> Excerpted text:
---+---
Social and personality psychology ranging from temporal decision-making, predictors of academic success, women and STEM careers, to self-perception in social media.
RAs in this lab will work primarily on the following three projects: (1) Psychological barriers to evolutionary thinking in cancer research, treatment, and basic understanding. (2) The influence of present and future Time Orientation on comparison processes (specifically, the evaluation of progress), considering ethnic differences, situational moderators, and priming effects. (2) Extracultural cognition — that is, temporarily infusing one’s judgments with the tenets of a second salient culture that was not one in which the individual was primarily socialized.
(1) The Big C (Cancer, for those of us who do not watch Showtime). This project aims to identify psychological barriers to evolutionary thinking in cancer and to develop interventions to facilitate evolutionarily-informed clinical decision-making and research methods, focusing on concepts such as essentialism and the role of cultural metaphors for cancer.
---+---
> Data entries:
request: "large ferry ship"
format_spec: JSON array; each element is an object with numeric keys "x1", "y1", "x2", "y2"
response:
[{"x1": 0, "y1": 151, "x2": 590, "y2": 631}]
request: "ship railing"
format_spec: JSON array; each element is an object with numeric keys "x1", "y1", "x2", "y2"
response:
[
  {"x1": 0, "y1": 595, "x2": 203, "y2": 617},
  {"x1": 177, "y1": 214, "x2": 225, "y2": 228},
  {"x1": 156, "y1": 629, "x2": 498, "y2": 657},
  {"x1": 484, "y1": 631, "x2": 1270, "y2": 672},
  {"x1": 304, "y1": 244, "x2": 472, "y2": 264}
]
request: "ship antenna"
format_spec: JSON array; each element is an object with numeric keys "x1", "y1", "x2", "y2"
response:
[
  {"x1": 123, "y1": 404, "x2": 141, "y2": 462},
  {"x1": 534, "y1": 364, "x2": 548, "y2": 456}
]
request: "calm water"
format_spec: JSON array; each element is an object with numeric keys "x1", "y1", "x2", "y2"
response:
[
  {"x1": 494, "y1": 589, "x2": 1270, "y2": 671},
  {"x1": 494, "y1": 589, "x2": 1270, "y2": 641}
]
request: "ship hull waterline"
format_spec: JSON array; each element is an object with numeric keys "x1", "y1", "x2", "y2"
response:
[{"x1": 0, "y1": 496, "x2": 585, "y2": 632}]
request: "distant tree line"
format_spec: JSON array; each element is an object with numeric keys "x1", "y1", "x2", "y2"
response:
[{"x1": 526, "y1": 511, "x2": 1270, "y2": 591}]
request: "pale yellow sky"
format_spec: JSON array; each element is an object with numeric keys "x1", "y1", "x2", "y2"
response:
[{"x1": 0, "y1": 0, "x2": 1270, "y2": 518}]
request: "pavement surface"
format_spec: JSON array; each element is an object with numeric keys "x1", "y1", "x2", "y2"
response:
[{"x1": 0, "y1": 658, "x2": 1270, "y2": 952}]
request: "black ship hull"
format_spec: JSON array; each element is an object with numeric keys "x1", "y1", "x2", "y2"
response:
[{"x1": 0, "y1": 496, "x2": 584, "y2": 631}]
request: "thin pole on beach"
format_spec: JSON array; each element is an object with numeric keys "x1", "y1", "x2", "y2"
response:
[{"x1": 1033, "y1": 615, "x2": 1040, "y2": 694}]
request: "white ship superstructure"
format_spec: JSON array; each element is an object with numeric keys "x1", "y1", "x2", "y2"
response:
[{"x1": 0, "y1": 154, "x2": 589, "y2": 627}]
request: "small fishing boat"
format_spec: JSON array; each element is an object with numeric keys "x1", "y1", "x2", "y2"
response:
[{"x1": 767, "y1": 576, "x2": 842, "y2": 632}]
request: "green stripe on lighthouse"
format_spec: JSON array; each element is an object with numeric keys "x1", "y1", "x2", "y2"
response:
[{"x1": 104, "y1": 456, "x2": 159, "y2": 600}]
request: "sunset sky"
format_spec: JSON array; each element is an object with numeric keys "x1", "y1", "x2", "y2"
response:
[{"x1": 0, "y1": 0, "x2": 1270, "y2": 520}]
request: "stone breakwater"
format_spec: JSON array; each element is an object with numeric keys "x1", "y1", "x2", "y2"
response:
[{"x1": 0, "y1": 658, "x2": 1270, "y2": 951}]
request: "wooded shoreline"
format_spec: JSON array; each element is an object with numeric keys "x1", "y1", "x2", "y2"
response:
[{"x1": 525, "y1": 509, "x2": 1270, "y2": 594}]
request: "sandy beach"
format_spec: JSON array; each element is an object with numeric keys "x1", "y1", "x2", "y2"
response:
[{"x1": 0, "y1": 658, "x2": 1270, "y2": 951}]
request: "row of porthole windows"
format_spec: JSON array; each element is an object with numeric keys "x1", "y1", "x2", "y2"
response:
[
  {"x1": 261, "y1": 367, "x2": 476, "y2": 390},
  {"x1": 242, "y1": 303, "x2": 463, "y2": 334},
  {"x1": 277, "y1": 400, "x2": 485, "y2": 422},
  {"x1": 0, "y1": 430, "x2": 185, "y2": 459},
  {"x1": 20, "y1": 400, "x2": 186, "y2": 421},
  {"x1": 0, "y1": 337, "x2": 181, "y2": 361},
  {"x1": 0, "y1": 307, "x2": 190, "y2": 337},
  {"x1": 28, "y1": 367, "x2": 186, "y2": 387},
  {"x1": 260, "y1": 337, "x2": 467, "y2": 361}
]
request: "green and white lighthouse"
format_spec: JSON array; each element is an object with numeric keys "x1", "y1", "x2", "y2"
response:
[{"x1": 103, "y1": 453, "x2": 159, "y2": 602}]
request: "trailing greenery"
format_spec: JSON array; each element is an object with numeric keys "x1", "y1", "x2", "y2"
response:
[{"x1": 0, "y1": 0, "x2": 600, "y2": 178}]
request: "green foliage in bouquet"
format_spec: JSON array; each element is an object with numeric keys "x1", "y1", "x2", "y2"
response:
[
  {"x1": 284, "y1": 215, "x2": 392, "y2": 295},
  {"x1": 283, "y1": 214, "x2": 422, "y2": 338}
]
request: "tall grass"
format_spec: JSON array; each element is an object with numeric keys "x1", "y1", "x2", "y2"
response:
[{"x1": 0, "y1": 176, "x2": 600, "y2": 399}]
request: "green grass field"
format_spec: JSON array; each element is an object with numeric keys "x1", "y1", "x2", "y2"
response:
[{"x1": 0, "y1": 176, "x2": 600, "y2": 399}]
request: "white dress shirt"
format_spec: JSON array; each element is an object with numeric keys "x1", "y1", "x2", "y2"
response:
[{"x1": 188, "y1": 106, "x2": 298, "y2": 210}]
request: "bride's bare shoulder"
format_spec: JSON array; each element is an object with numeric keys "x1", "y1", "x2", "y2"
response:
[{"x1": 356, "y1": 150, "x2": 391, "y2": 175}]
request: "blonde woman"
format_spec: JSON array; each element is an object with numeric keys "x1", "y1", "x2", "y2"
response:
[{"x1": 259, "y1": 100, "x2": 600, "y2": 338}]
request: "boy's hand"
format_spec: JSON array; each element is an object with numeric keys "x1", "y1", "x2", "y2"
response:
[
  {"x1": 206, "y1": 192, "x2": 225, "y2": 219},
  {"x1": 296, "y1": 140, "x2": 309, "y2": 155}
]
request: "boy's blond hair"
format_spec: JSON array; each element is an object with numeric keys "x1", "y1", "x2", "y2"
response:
---+---
> Requirement:
Continue the description of the psychology lab's research projects, picking up after its last sentence.

> Output below:
(2) Time Orientation. You ask me how far I have come. I have come a long way. I still have a long way to go. Though I do not know how far I have come, I have had a great time getting here. These responses reflect different ways of approaching the same question depending on one’s orientation to time. Though time exists on an infinite continuum, laypersons and scholars alike utilize the the temporal dimensions of Past, Present, and Future. For the purposes of this investigation, we treat Time Orientation as a tendency to attend to, remember, and weight information from a particular temporal dimension.
This project focuses on the influence of Present Orientation and Future Orientation on comparison processes, the evaluation of progress, and impact of process versus product. Also, we consider the intertwined roles of ecology and culture to predict and explain group differences among East Asians, Latinos/as, and white Americans of European descent in various domains, such as achievement and social judgment/cognition.
(3) Extracultural Cognition. Dr. Kwan’s earlier findings show instances in which people from one culture temporarily infuse their judgments with the tenets of a second salient culture, as long as they recognize the meaning embodied in that culture. This project continues that line of research, and we have many ideas about where to go from here. We may examine how strongly foreign cultural stimuli influence cognition among different groups (e.g., businesspeople vs. ex-patriots vs. tourists), the influence of positivity/negativity toward the certain foreign culture, differences in the effects of idea-laden/idea-absent foreign cultural cues, and pancultural symbols.